(STUDY TEXT begins)

There is a lot of certainty in the abuser and a lot of doubt & uncertainty within the victim. They question their own perceptions even while terrible things are going on. In the previous post it was clearly described that people with control issues have buckets of certainty.

Buckets of certainty insures the controller against his/her own insecurity. Sandusky is still claiming his innocence from prison. The power & certainty of feeling right, about something that is wrong is what got him in prison in the first place. Ultimately the certainty of certainty is hollow comfort & it’s entirely enough for an abuser.

Embracing uncertainty is part of being authentic. Becoming more secure within yourself is finding the courage to face painful truths within yourself instead of dumping ugliness on other people. Abuse is a detour to avoid the ugliness within.

Those who are abused are often so busy questioning their own judgement that they too, are drowning in insecurities. So seeking validation about your experience is a good way to begin the process of defining whether or not your reality is as awful as you suspect it is.

One thing that can be helpful is taking an online test as a way to both explore & confirm your  own experiences. There are 25 questions on this website:  marriage-family-counseling.com. There is also a place where people write their own stories which might be helpful in not feeling so alone. Another test on emotional abuse that is composed of 13 questions can be found here: beverlyengel.com. Beverly Engel has also written the book that is pictured with this post; The Emotionally Abusive Relationship.

The abused victim also has a part in what they are going through if they are too afraid to set boundaries. Boundaries require a sense of self & less insecurities. When you can say “I am mistreated (or abused )” to yourself then you are on the brink of beginning to change. It’s a boundary within yourself that begins by recognizing that the relationship is unhealthy because you are not respected.

You can see how powerful insecurities play a role in both the abusers rigid, “I know I’m right!” abuse & the victims codependent, masochistic, putting up with too much ugliness part of the equation. Insecurities can lead to desperateness which leads to a lot of horror.

The self righteous anger of the abuser is like the hurricane pelting the Northeast as I type…..there is no empathy or compassion for anything that stands in the way of what it demands.

(STUDY TEXT ends)
(RECORDED INFORMATION begins)

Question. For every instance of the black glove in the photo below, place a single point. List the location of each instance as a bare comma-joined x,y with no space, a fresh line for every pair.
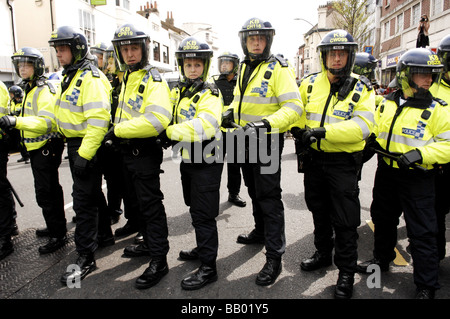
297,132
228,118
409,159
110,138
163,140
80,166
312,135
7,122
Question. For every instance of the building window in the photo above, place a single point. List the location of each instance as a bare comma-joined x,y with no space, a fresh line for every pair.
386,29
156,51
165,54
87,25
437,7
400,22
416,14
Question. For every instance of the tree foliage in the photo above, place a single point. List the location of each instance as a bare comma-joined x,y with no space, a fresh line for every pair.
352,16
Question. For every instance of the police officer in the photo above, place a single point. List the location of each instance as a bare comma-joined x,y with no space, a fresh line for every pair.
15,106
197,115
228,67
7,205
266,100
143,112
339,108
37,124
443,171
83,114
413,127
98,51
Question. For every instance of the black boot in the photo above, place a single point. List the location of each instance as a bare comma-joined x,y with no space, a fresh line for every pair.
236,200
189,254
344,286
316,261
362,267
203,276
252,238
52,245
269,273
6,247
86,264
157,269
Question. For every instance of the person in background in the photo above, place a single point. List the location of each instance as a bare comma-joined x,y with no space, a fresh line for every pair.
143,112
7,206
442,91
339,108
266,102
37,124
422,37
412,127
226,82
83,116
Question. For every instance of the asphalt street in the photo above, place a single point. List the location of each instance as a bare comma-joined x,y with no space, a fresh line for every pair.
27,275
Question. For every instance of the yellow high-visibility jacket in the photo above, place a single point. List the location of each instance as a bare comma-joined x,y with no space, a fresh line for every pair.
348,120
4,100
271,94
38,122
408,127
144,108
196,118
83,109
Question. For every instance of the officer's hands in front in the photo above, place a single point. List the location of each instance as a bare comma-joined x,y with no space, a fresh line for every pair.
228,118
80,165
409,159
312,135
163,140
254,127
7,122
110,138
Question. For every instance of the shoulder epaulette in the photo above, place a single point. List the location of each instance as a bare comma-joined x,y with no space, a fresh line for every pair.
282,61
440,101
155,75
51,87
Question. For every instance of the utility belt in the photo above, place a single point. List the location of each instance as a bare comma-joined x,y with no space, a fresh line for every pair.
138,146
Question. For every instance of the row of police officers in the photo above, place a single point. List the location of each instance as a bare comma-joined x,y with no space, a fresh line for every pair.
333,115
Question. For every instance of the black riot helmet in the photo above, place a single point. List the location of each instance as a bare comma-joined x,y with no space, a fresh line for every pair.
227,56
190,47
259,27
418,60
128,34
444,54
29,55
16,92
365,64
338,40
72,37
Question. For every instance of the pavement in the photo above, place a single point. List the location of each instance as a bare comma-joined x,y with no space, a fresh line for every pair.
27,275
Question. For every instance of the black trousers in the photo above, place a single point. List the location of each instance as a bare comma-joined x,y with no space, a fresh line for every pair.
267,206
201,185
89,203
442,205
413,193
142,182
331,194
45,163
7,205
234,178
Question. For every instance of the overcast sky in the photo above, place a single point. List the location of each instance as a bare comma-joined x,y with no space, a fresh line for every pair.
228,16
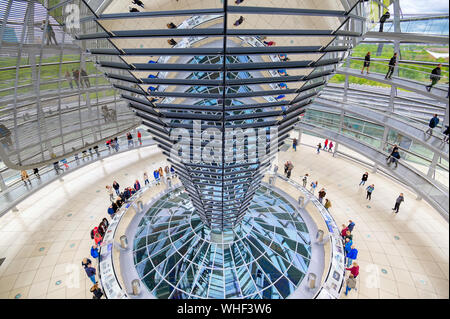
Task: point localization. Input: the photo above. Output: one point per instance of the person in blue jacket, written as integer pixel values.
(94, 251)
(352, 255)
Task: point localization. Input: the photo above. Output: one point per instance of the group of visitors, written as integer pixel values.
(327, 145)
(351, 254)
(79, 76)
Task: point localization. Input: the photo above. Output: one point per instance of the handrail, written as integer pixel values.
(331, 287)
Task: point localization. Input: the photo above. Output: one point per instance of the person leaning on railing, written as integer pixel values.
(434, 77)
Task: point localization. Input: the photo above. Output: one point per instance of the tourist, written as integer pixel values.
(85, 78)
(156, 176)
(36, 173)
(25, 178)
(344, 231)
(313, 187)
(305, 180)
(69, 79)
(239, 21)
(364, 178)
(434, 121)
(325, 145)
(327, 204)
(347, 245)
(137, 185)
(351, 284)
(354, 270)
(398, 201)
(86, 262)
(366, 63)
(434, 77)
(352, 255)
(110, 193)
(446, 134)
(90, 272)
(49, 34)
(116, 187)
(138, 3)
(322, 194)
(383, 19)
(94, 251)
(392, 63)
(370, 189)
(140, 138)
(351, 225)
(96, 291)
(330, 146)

(RECORDED INFORMATION ends)

» **YOUR TASKS**:
1 – Answer from the text on abuse:
(a) How many questions does the test on marriage-family-counseling.com contain?
(b) Which book by Beverly Engel is pictured with the post?
(c) What do boundaries require?
2 – Condense the paragraph of the text on abuse that begins "The abused victim also has a part" into a bulleted list, keeping its main facts.
3 – Reproduce the text on abuse from "Embracing uncertainty is" to "suspect it is.".
Use only the text on abuse; no outside knowledge is needed.

» **SOLUTIONS TO EACH TASK**:
1 –
(a) 25 questions.
(b) The Emotionally Abusive Relationship.
(c) A sense of self and less insecurities.

2 –
- Abused victims also have a part in what they go through if they are too afraid to set boundaries.
- Boundaries require a sense of self and less insecurities.
- Saying "I am mistreated (or abused)" to yourself puts you on the brink of beginning to change.
- This inner boundary begins by recognizing that the relationship is unhealthy because you are not respected.

3 –
Embracing uncertainty is part of being authentic. Becoming more secure within yourself is finding the courage to face painful truths within yourself instead of dumping ugliness on other people. Abuse is a detour to avoid the ugliness within.

Those who are abused are often so busy questioning their own judgement that they too, are drowning in insecurities. So seeking validation about your experience is a good way to begin the process of defining whether or not your reality is as awful as you suspect it is.